───── Data for this task

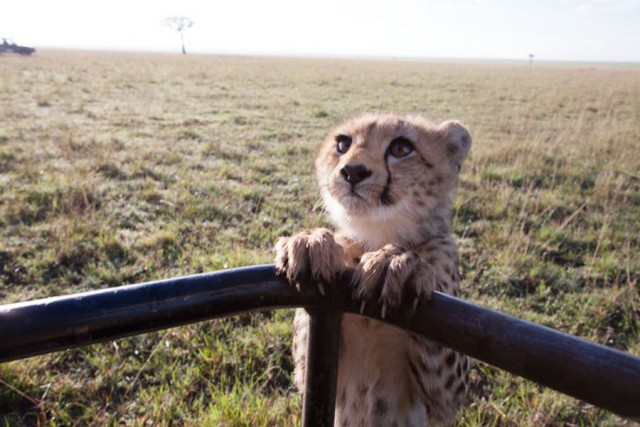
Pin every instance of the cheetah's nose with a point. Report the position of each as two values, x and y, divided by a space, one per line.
353 174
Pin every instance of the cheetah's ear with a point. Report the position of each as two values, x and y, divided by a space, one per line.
457 141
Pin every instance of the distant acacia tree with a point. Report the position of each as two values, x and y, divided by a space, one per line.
180 24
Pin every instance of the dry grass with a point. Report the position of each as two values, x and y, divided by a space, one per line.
121 168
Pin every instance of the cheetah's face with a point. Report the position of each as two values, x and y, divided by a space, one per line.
385 166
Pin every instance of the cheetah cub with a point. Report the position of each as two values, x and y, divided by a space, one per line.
387 183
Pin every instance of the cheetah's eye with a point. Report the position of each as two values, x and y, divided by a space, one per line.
343 143
400 147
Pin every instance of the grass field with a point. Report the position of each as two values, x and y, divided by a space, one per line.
122 168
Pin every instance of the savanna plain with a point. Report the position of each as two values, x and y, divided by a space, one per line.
120 168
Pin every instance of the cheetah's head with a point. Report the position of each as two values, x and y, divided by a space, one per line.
384 177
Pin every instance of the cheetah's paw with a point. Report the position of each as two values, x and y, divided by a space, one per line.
393 276
310 256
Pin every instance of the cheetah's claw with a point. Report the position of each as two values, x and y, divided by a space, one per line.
392 276
310 257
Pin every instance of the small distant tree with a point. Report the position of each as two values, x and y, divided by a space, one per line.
180 24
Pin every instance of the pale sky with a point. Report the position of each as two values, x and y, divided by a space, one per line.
572 30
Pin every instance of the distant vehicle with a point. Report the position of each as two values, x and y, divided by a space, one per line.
8 46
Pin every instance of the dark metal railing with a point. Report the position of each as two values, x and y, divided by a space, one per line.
596 374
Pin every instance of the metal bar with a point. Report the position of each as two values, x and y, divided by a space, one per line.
600 375
596 374
52 324
321 367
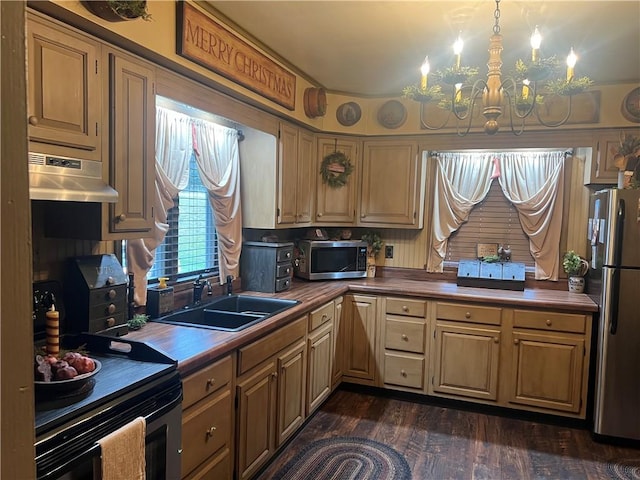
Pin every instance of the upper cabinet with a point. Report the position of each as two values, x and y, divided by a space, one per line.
393 186
337 205
64 96
277 183
132 129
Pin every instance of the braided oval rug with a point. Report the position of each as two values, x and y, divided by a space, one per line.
346 458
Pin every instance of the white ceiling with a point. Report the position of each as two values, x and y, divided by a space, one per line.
364 47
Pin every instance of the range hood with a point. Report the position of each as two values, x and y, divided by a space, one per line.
67 179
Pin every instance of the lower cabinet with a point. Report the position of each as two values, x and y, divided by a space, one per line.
270 395
359 319
207 426
549 361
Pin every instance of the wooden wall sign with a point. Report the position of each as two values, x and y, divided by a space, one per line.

──────────

§ **Task brief**
Nothing but an exact copy of the data above, minus its pictures, should appear in the response.

§ **Response**
Pin every instance of the cheetah's nose with a point. Report the position of each as two values, x and y, divided by a space, one per line.
353 174
Pin every instance of the cheetah's ear with a point. Report the position of each as two values, x and y, divided by a space, one per line.
457 141
Pin every instance of the distant acacia tree with a point. Report the position of each as two values, x and y, divided by a space, one per line.
180 24
Pin every instance of the dry grass with a point. Report the position of each as two values, x and y, divided by a space, one per line.
121 168
Pin every instance of the cheetah's face with a point. Report the position of each as two values, x and y, divided by a space, one per line.
385 166
Pin every instance of the cheetah cub with a point. Report the position of each as two values, x and y, divided by a space, one per line.
387 183
Pin every instance of the cheetah's eye with a point. Report the position of each as two values, x and y, divided by a space, one per line.
343 143
400 147
Pin every instance of the grass field with a point. Report the position of each as two values, x and y, divided by a space, one per line.
122 168
Pin every instance of the savanna plain with a point. Report the position of each as two values, x and y, divided by a space, one per line.
120 168
Pin every instance of the cheetah's head with a point. Report the position of each as two values, x and y, divided by a space, one per line.
384 177
Pin every instance of the cheetah's paw with a point. Report the position of each as two values, x and y, divided by a space, one per line.
393 276
310 256
Pin every instance of the cheetah's claw with a point. Report the position of each as two values, x and y, divided by a space, one per line.
392 276
310 257
Pin every instance of the small distant tree with a point. Report the position of each as two values, x and y, divided by a space, one per line.
180 24
Pin every instance of the pale sky with a point. Report the position of each as two values, x and y, divided by a space, one per line.
572 30
Pin every instance of the distant vehicle with a point. Report the position of each as two values, x and y, divided by a space, one per line.
8 46
Pin every instance of the dark metal railing with a point. Report the position of each as two values, x and y, divided by a space, one per line.
596 374
Pin every instance of the metal bar with a point. Report the position of each as two values, x and y, divided by a space, one per line.
600 375
596 374
52 324
321 367
Pin every instance of the upper cabinet with a point. Report the position of each as two values, x and y, divided by a space, one per line.
393 186
337 205
64 96
277 183
132 129
Pin every instance of the braided oval rug with a point. Report the position of each as two values, x and y, divided by a space, one per line.
346 458
Pin every instance of the white ceiling with a point. Report the position of each as two values, x and y, divided by a space, one per line.
364 47
Pin every instance of the range hood with a point. Report the position of each as two values, x and y, divided by a space, one per line.
67 179
Pin every instance of the lower cabinet with a point. Report the position of each as two values, x and y, divided by a space, one per line.
270 395
359 319
207 426
549 361
Pin every instance of the wooden wall sign with a point. Report the position of each as two values, x and y, divided by a space, one per line.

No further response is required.